Pointing dataset records:

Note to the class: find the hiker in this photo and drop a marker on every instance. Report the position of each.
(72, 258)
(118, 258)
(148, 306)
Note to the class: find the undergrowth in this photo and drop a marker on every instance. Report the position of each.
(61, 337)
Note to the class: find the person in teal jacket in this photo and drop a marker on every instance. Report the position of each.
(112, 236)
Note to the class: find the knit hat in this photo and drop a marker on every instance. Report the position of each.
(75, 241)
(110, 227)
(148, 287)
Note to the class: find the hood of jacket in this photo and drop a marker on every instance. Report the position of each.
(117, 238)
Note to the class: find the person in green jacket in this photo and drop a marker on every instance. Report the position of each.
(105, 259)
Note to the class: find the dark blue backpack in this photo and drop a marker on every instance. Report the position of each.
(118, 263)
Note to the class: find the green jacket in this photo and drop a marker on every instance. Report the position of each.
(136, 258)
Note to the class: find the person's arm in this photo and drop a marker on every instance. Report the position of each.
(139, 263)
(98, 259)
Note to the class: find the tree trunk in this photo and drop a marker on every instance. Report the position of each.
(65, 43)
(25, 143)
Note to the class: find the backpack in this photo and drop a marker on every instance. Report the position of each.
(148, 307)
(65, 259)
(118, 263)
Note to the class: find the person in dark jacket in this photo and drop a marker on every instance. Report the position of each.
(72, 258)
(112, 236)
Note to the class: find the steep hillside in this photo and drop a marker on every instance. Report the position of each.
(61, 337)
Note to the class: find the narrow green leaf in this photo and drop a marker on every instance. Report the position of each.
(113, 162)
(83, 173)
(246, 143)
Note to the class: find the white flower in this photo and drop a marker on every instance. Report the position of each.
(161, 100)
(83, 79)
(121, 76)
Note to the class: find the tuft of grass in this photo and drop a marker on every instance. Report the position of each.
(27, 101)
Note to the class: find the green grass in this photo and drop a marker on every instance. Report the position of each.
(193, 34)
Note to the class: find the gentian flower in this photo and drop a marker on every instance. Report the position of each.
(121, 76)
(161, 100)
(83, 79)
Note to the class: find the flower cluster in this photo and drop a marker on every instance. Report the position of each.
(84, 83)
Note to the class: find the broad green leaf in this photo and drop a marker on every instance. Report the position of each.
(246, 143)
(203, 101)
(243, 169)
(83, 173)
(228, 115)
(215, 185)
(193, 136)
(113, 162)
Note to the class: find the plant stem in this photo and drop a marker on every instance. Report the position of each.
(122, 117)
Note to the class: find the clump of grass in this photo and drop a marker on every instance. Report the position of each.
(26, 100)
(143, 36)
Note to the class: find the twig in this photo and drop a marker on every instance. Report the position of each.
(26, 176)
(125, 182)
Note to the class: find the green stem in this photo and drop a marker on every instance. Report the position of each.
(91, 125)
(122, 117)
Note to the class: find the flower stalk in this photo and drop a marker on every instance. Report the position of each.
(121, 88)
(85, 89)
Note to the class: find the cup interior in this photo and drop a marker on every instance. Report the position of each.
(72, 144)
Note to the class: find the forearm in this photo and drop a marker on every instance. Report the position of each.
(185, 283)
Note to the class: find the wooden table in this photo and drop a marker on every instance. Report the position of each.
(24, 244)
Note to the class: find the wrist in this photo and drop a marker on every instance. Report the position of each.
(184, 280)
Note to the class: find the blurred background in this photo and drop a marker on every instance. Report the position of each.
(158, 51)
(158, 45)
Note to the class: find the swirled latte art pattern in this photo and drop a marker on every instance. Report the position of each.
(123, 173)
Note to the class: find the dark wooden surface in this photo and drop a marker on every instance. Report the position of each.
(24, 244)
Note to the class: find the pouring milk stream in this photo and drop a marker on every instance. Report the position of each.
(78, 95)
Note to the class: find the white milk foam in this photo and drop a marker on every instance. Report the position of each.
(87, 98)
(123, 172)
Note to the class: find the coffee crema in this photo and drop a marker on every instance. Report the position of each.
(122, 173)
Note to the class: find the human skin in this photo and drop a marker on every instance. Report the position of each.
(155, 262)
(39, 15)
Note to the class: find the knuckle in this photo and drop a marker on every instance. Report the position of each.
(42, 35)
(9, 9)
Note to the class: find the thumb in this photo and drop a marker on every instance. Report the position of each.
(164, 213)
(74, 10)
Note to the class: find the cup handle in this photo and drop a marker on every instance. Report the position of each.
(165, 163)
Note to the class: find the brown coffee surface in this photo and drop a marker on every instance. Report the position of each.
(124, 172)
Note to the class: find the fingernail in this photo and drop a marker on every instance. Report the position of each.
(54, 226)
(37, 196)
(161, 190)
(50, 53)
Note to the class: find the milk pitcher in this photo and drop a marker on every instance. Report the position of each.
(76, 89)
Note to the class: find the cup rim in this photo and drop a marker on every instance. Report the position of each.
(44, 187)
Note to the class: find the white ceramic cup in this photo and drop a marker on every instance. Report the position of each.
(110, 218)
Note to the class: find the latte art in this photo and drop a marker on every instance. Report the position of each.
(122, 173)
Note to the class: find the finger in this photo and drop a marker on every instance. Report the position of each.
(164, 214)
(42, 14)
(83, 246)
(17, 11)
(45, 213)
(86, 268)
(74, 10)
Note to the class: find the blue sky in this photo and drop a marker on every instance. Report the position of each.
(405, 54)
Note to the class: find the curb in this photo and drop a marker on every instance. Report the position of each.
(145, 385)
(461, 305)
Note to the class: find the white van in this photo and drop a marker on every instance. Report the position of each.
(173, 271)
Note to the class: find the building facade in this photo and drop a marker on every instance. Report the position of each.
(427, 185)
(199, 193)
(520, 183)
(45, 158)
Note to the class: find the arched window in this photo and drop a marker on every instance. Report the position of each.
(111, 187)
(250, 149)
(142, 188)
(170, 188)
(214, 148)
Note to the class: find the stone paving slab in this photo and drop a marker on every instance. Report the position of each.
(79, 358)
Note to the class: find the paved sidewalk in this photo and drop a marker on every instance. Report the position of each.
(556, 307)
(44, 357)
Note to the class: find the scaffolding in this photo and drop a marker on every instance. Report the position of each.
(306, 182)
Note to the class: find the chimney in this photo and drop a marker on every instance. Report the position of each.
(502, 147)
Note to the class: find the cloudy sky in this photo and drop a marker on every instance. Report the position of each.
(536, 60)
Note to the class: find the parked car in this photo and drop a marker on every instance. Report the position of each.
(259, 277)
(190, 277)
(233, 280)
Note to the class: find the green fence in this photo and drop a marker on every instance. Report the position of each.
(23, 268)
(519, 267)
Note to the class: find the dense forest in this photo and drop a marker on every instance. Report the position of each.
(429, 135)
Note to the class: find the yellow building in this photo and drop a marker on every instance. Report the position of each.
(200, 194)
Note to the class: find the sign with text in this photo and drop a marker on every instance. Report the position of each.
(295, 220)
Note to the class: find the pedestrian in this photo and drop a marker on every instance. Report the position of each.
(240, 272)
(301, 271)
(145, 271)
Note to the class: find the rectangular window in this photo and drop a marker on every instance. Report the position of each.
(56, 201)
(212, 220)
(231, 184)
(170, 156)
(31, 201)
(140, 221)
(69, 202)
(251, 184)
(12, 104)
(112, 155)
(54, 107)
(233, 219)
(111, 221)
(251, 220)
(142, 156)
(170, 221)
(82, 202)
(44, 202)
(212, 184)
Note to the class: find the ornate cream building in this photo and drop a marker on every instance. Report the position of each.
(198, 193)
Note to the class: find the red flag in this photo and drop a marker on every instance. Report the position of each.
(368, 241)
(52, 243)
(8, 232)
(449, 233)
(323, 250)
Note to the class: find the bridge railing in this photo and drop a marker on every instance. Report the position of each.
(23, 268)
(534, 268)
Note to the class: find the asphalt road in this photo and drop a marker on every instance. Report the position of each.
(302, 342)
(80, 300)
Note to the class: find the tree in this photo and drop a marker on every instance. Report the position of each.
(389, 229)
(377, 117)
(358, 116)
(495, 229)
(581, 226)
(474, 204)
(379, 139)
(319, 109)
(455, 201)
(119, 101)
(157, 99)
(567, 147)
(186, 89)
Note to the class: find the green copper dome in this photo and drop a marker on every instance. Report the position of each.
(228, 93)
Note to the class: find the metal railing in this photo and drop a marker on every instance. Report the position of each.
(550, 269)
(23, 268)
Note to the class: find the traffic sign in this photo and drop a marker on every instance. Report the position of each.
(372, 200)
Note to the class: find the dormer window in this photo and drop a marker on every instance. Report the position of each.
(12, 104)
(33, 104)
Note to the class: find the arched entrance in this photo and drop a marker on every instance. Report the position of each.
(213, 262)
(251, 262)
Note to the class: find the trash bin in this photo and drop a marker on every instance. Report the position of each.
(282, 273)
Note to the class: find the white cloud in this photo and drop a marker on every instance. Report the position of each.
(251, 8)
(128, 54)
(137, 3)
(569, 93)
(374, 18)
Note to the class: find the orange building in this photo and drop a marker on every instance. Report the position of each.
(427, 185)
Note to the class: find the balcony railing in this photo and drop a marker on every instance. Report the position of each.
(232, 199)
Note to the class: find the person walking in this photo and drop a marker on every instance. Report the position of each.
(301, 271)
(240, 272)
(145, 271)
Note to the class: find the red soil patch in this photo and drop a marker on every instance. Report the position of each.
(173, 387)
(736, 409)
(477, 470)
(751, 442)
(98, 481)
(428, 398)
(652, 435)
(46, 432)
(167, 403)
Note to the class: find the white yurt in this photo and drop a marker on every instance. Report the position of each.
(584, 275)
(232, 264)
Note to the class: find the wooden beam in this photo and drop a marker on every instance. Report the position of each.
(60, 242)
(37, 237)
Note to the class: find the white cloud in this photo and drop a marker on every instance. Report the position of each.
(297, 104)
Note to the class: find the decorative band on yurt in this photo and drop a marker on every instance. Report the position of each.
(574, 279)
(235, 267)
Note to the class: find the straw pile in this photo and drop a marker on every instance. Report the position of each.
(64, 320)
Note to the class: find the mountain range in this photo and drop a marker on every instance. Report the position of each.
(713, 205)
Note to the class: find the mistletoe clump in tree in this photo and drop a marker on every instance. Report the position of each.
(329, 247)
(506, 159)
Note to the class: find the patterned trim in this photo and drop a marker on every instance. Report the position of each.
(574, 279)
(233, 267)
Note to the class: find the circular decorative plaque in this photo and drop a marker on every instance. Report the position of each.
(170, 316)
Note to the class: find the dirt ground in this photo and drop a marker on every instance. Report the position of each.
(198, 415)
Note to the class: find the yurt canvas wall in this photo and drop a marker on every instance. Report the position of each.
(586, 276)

What is being asked:
Rescale the data starting at the line containing "Note to the class: find the patterned" and ending at the end of the data. Give only those lines again, requests included, with each answer coordinate multiplied by 0.85 and rounded to a whole number, halves rounded up.

The reply:
Note to the class: find the patterned trim in this photo and drop a marker on every instance. Report the position of each.
(488, 237)
(198, 227)
Note to the class: find the circular decorative plaque in this photo and drop a marker on every instance. Report the position of each.
(145, 269)
Note to the class: find the dirt ground in this photo and drop a marker on every instance. Report the position of each.
(168, 353)
Note to the class: find the yurt canvas wall in this photo and drop a marker on every instance. Report the position of each.
(498, 235)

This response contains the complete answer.